◆ Extract ◆
────────

Samir Soneji, an associate professor of health policy at Dartmouth’s Geisel School of Medicine and the paper’s lead author, said that advertising e-cigarettes as a means to quit or reduce smoking has done damage, mostly to young people. E-cigarettes use cartridges of chemicals, including nicotine, that are transformed into vapor. Despite a federal requirement that purchasers be at least 18 years of age, use of the product in popular culture, combined with its fruity flavors, have proved a strong draw to younger, would-be vapers. These characteristics have been at the core of keeping youths interested in the devices, Soneji said, and should be the focus of restriction efforts by the U.S. Food and Drug Administration.

“The harms of e-cigarette use among adolescents and young adults are serious,” he said. “Kids who vape are more likely to start smoking cigarettes — notably kids who were otherwise not at a high risk of starting to smoke.” Currently, Soneji said, the risk of initiating cigarette smoking is three times as high for adolescents who vape than for those who do not.

────────

◆ The task ◆
Answer the following questions using the passage on e-cigarettes.
1. What academic position does Samir Soneji hold?
2. What minimum age does the federal requirement set for purchasers of e-cigarettes?
3. How does the risk of starting cigarette smoking for adolescents who vape compare with the risk for those who do not?

────────

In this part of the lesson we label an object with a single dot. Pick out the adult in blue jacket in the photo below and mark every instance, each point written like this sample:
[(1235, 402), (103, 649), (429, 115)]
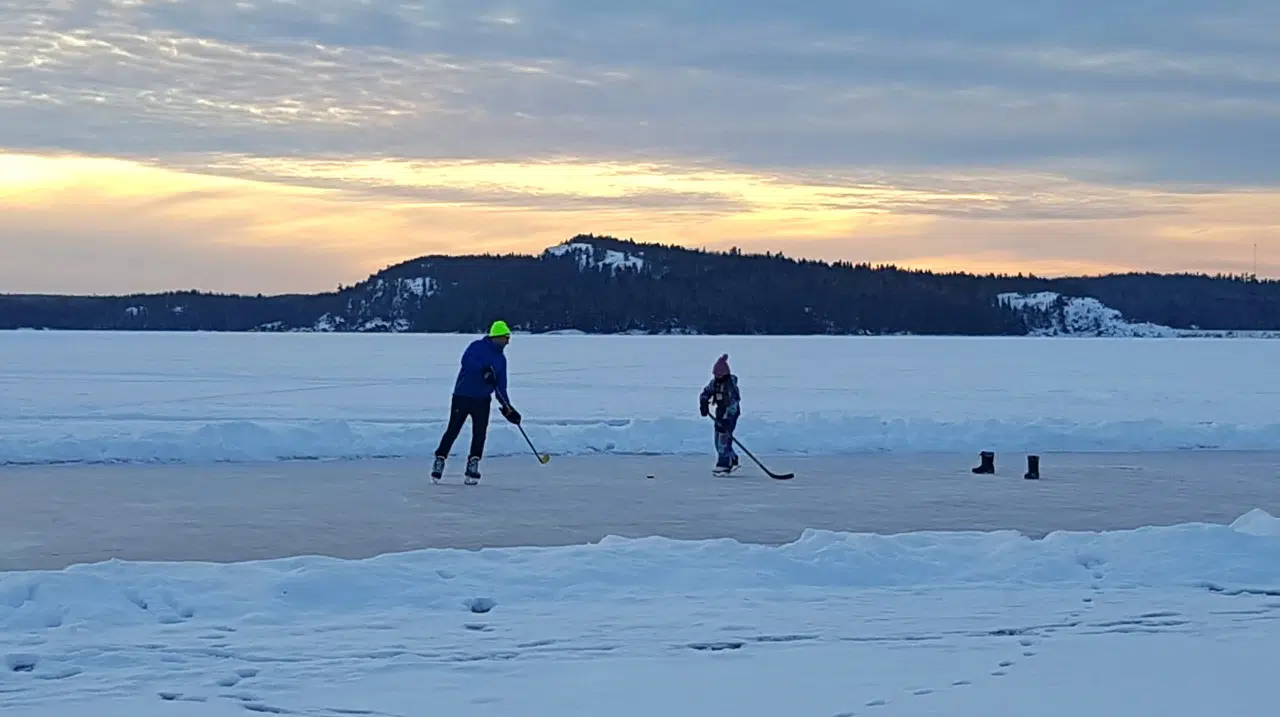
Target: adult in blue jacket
[(481, 375)]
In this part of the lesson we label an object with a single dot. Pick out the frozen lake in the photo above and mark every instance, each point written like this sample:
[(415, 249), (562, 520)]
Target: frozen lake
[(255, 397), (1136, 578), (54, 516)]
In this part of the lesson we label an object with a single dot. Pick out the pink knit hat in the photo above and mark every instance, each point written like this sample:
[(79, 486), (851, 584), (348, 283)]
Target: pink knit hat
[(721, 368)]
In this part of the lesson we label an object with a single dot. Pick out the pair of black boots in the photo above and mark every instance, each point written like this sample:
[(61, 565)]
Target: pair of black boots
[(987, 465)]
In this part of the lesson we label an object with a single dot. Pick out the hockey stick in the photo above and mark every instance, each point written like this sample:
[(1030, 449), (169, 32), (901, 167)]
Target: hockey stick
[(542, 457), (767, 471)]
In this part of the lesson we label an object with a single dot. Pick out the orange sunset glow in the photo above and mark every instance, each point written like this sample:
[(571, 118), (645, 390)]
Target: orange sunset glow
[(165, 156)]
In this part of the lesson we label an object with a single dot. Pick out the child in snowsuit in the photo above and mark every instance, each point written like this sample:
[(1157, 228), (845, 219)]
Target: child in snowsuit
[(722, 391)]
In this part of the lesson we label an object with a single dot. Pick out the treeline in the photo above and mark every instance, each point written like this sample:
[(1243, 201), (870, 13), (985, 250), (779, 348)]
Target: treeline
[(602, 284)]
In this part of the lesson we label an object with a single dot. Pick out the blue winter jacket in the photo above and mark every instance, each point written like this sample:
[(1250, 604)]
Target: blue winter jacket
[(483, 354)]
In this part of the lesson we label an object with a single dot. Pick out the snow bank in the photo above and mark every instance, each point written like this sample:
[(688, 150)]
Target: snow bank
[(1212, 557), (247, 397)]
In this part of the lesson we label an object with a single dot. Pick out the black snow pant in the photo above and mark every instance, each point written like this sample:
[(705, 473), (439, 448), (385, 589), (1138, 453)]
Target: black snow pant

────────

◆ Your response ◆
1. He is an associate professor of health policy at Dartmouth’s Geisel School of Medicine.
2. Purchasers must be at least 18 years of age.
3. The risk is three times as high for adolescents who vape.